Exercise directions: Transcribe exactly the line containing "box: [191, 14, 200, 46]" and every line after it, through the end of the records below.

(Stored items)

= Beginning of Section =

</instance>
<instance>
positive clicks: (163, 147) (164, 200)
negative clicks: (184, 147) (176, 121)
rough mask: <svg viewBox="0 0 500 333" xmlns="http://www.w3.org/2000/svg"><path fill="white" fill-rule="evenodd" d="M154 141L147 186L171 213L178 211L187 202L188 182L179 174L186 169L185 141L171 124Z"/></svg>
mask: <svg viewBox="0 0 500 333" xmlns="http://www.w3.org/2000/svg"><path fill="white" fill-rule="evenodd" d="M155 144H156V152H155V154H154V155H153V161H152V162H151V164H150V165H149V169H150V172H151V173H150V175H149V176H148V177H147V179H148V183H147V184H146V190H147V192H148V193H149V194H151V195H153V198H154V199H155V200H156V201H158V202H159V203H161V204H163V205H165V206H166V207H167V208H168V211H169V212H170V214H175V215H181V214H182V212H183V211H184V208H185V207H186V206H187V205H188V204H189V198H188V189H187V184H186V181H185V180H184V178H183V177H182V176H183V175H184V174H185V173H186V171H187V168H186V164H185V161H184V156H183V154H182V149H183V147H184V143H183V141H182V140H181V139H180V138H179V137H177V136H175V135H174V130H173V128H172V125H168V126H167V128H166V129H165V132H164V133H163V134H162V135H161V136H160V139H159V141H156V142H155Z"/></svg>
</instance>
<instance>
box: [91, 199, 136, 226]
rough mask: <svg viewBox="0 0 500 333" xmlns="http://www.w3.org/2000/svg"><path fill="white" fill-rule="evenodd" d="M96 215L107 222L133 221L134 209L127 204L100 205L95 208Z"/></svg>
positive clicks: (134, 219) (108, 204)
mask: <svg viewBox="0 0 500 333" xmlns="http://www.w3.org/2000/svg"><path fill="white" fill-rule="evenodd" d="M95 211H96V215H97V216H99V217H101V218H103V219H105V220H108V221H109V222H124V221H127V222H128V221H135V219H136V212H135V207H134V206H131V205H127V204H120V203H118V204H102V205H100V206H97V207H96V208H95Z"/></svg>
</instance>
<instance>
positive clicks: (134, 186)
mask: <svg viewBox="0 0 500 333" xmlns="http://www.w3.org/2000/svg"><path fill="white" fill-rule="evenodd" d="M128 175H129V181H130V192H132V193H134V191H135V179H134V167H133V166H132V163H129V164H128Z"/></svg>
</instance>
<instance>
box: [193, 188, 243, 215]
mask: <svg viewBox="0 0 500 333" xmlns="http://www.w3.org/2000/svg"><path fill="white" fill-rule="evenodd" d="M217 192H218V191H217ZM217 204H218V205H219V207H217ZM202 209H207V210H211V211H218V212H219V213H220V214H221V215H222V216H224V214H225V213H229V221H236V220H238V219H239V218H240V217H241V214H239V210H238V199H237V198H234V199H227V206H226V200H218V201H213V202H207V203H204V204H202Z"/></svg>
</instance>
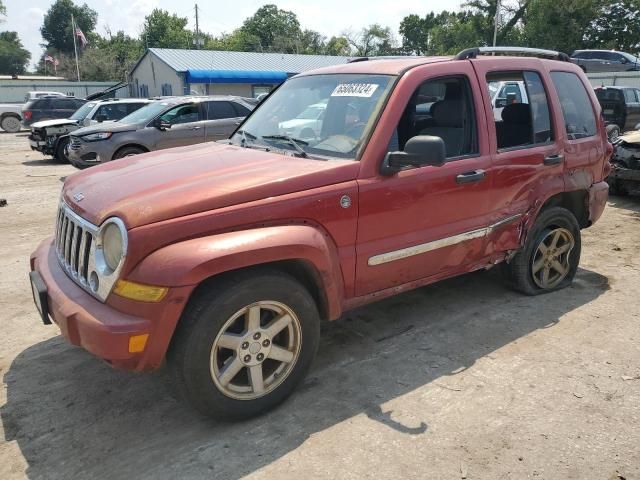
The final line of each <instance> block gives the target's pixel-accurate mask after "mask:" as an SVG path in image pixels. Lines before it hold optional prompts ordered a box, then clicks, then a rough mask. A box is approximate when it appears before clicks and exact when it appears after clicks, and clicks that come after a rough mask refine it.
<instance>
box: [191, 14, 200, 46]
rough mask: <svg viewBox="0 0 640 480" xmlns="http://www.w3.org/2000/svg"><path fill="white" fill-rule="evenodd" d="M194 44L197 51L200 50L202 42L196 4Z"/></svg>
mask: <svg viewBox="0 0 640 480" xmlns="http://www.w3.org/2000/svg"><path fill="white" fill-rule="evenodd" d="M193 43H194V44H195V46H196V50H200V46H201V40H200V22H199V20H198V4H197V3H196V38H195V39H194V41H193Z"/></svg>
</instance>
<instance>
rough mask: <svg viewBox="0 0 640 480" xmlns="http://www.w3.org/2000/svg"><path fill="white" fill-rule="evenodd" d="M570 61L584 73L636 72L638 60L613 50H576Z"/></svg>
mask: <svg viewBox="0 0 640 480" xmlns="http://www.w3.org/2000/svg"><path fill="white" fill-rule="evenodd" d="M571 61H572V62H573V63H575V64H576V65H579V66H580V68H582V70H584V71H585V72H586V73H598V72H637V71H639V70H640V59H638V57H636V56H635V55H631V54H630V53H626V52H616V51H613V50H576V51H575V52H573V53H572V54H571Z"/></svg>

= End of Section =

Task solution:
box: [191, 14, 200, 46]
rough mask: <svg viewBox="0 0 640 480" xmlns="http://www.w3.org/2000/svg"><path fill="white" fill-rule="evenodd" d="M194 44L197 51L200 50L202 42L196 4Z"/></svg>
mask: <svg viewBox="0 0 640 480" xmlns="http://www.w3.org/2000/svg"><path fill="white" fill-rule="evenodd" d="M193 43H194V44H195V46H196V50H200V46H201V40H200V22H199V20H198V4H197V3H196V38H195V39H194V41H193Z"/></svg>
</instance>
<instance>
rough mask: <svg viewBox="0 0 640 480" xmlns="http://www.w3.org/2000/svg"><path fill="white" fill-rule="evenodd" d="M570 61L584 73L636 72L638 60L613 50H576Z"/></svg>
mask: <svg viewBox="0 0 640 480" xmlns="http://www.w3.org/2000/svg"><path fill="white" fill-rule="evenodd" d="M571 61H572V62H573V63H575V64H576V65H579V66H580V68H582V70H584V71H585V72H586V73H598V72H637V71H639V70H640V59H638V57H636V56H635V55H631V54H630V53H626V52H616V51H613V50H576V51H575V52H573V53H572V54H571Z"/></svg>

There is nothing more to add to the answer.